→ **EXERCISE AIM**
Return exactly the lines that run from the one containing "drop a point: the electrical cable" to the end of the entries, with both ends included.

Stored items
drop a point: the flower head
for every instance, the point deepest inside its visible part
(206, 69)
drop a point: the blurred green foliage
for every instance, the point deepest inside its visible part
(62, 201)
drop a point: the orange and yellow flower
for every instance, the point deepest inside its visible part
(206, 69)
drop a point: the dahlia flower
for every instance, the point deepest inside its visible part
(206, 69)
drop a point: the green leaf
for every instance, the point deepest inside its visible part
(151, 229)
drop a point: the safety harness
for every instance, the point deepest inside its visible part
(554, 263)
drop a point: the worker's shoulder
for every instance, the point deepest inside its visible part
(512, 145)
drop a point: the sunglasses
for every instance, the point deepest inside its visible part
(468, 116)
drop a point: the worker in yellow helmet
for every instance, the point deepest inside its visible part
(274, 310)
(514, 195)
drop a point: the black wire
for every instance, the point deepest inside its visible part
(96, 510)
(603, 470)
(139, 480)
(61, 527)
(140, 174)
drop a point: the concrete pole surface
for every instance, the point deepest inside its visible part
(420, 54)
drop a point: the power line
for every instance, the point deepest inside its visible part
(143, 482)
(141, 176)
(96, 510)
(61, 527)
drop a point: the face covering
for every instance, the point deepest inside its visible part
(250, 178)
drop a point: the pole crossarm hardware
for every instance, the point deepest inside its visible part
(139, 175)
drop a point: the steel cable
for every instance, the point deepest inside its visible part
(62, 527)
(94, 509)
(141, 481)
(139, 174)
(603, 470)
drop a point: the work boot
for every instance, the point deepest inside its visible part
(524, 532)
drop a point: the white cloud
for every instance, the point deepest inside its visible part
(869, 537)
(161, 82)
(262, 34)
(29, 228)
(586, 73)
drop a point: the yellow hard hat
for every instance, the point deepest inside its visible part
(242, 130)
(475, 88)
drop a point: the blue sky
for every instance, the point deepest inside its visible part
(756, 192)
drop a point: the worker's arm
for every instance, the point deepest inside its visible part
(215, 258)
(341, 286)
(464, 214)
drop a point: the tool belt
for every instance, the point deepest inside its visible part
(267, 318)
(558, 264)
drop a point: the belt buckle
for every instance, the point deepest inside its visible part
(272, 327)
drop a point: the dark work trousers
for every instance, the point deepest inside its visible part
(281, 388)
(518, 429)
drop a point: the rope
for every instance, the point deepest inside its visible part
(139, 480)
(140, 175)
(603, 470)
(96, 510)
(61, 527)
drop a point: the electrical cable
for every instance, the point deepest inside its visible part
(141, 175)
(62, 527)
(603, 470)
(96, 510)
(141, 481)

→ **RESULT OF THIS TASK**
drop a point: the electrical cable
for every instance, the point deepest inside its visible part
(141, 175)
(62, 527)
(603, 470)
(96, 510)
(141, 481)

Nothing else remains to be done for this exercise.